··· Supplied data
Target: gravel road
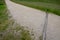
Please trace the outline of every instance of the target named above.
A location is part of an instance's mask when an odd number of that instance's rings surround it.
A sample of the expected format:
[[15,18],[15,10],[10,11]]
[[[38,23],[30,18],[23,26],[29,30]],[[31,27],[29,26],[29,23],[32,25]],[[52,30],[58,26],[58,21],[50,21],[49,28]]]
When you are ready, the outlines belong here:
[[[46,13],[41,10],[16,4],[10,0],[5,1],[15,21],[29,30],[33,30],[35,40],[39,40]],[[60,40],[60,16],[54,14],[48,15],[47,40]]]

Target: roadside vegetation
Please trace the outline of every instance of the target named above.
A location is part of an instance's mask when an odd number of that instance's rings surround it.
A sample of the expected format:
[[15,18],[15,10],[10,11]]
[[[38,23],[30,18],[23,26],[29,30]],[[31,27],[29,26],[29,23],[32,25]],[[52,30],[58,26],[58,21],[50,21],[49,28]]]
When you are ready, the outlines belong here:
[[0,40],[32,40],[31,33],[18,25],[9,13],[5,1],[0,0]]
[[[60,0],[11,0],[13,2],[51,12],[60,16]],[[48,11],[47,11],[48,10]]]

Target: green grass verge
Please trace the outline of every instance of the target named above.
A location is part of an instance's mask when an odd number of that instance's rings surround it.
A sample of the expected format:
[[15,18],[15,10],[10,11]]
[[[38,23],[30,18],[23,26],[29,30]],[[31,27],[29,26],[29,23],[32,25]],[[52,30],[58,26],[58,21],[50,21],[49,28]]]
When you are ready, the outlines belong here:
[[[8,16],[8,10],[4,0],[0,0],[0,40],[32,40],[28,30],[15,23]],[[14,25],[15,24],[15,25]],[[21,32],[18,32],[21,31]]]
[[4,0],[0,0],[0,32],[8,27],[8,13]]
[[29,1],[20,1],[20,0],[11,0],[13,2],[29,6],[32,8],[36,8],[42,11],[52,12],[53,14],[60,16],[60,5],[58,4],[51,4],[51,3],[44,3],[44,2],[29,2]]

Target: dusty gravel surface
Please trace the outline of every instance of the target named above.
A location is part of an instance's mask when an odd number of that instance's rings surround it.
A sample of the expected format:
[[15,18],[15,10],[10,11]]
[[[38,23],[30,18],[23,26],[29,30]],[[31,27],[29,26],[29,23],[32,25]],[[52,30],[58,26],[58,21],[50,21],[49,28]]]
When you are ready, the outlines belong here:
[[[44,26],[45,12],[16,4],[10,0],[5,1],[15,21],[29,30],[33,30],[35,40],[38,40]],[[60,16],[48,15],[47,40],[60,40]]]

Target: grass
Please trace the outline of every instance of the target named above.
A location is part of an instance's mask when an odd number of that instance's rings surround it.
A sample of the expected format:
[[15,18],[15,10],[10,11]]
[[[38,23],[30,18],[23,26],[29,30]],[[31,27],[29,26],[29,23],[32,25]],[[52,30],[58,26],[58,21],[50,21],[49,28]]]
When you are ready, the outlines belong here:
[[32,1],[32,0],[11,0],[13,2],[25,5],[25,6],[29,6],[35,9],[39,9],[42,11],[47,11],[47,12],[52,12],[53,14],[59,15],[60,16],[60,5],[58,4],[58,2],[44,2],[44,1]]
[[0,40],[32,40],[30,32],[15,23],[8,14],[5,1],[0,0]]
[[8,27],[8,14],[5,2],[0,0],[0,32]]

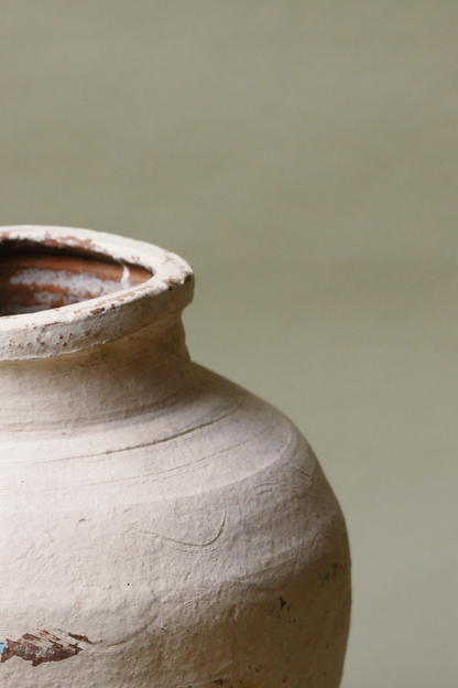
······
• Stated problem
Show every line above that contains the string "grass", with case counting in the match.

• Response to this exercise
Target: green grass verge
Target: grass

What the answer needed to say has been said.